I continually have bad nightmare and memories about what I described above. These all came flooding back to me about 10 years ago. I cannot seem to get the memory of my mom crying and screaming as she was being beaten and raped by my father and his friends out of my mind. I hear this almost every night. It is so real and vivid that it's just as though it is really happening again. I can also vividly recall the sexual experirnces I had with my mother as well. I have a very detailed picture in my mind of having sex with her. And I am ashamed to admit that it makes me aroused in a sick sort of way and I can't quit thinking about this either. I have not told anyone about any of this. Only three people know what went on. My father, mother and I. I cannot tell my wife. I am truly afraid of what she would think. I've been married to her for 24 years and have kept this secret from her all this time. I am ashamed of what happened and I know it has poisoned my life and that I am not a whole person. I pray to Jesus every night to make it go away and to make my mother stop crying. But I cannot shake this. What do I do???? I am at my wits end with this (no not suicidial or anything at all, ever). If need be please write me at: edit: personal email address removed.

Thanks in advance for being there to listen.
 
First - I'm so very sorry that you had the experiences you did as a child. No one should have to go through all that.

Second - to answer to your question .... I DON'T KNOW. I think you may be doing it by posting on this discussion board, though. I've been coming here for 2 weeks and have found so much understanding and help. Keep coming!

Hang in there!

# TASK PROMPT
According to the forum post, how many years has the writer been married to his wife? The material that comes next is from a different source than the forum post.

# INPUT DATA
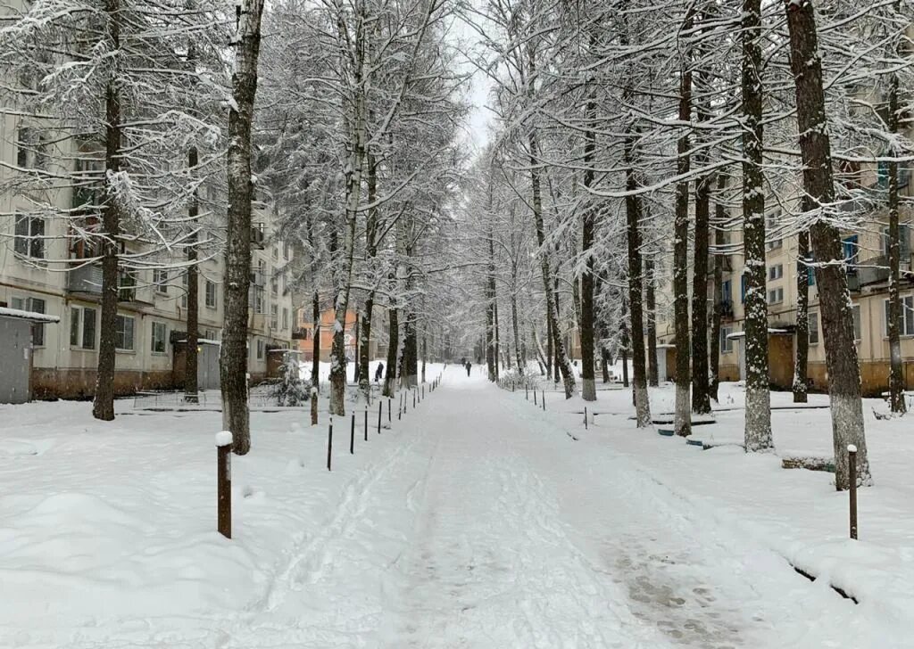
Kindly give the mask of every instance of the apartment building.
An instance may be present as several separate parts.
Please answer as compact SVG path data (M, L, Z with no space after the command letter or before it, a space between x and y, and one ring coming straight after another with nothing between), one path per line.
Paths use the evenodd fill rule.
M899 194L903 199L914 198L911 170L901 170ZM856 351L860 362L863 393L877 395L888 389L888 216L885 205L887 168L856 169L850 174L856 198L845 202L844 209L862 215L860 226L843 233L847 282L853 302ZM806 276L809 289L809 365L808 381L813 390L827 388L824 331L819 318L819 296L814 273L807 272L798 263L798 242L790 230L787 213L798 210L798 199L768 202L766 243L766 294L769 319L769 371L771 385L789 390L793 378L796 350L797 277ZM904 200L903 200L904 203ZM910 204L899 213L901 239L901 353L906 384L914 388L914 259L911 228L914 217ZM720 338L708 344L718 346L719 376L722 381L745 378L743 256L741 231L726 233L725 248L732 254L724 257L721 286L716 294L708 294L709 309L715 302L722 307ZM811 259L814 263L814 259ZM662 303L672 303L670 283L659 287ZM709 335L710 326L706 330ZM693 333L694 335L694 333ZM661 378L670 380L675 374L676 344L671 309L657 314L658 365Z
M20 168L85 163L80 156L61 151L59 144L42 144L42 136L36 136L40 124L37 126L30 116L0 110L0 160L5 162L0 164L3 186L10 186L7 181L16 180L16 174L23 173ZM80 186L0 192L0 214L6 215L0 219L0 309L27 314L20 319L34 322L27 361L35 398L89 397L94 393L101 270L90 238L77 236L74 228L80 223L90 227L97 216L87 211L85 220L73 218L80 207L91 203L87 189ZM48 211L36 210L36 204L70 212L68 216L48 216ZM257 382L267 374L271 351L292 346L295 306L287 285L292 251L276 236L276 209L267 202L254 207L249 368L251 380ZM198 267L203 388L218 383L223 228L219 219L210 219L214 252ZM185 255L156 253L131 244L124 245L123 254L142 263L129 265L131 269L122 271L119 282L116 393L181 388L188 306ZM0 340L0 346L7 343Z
==
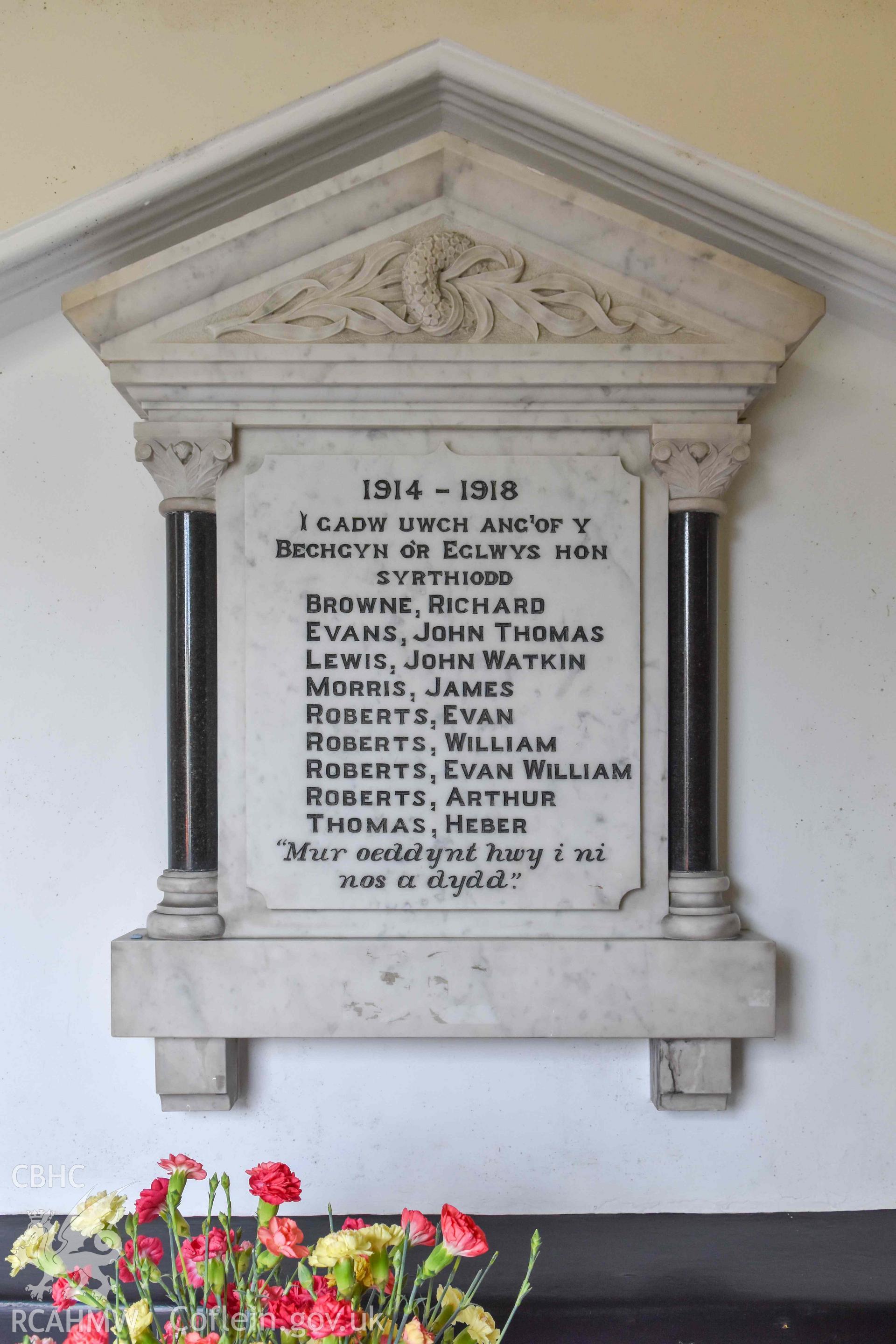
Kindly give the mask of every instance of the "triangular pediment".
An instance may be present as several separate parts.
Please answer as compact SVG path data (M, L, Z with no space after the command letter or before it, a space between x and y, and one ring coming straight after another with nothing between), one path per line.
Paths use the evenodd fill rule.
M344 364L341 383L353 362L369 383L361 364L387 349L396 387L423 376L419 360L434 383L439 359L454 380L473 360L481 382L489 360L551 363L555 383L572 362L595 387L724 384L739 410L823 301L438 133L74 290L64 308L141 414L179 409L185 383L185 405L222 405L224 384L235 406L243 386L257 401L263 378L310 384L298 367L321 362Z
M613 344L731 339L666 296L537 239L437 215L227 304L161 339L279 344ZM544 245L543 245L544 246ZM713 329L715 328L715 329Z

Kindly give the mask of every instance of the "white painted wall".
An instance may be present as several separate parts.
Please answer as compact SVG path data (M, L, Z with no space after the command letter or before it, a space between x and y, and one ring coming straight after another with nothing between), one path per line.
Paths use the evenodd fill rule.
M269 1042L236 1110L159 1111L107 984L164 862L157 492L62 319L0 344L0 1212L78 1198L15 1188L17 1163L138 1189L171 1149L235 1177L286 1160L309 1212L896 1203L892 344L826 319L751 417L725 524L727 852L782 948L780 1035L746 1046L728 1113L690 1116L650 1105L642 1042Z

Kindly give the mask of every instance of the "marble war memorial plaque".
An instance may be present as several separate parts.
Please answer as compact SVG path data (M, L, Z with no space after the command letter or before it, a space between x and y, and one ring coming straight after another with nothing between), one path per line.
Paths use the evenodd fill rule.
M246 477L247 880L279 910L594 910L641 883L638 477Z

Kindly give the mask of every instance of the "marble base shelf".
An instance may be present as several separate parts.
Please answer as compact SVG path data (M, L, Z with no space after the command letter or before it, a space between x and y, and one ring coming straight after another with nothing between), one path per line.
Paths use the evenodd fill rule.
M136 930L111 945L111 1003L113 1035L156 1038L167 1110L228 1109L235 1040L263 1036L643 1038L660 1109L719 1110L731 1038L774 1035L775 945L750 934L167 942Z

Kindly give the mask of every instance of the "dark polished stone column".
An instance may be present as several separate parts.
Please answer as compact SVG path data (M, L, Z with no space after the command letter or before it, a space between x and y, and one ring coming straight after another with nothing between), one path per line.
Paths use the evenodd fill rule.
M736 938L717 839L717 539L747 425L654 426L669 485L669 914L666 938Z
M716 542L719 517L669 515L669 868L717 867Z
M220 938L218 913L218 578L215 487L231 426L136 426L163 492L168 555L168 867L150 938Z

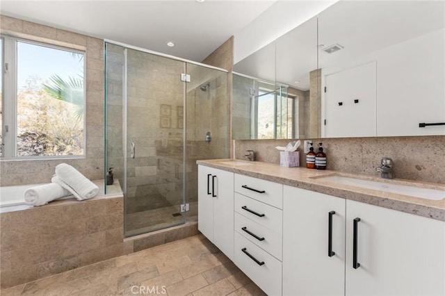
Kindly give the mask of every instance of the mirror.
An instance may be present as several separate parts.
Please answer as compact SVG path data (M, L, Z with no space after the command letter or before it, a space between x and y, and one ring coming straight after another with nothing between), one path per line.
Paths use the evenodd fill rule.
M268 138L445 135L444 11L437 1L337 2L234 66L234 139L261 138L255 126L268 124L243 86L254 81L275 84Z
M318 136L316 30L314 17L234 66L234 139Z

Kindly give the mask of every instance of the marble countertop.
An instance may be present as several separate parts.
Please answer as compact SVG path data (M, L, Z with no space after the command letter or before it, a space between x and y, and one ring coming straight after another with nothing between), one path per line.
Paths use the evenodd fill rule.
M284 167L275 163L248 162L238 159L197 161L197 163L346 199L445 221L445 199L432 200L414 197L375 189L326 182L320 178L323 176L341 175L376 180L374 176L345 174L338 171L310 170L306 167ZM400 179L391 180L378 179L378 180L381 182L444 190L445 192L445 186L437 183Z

# EXERCISE RESULT
24 years.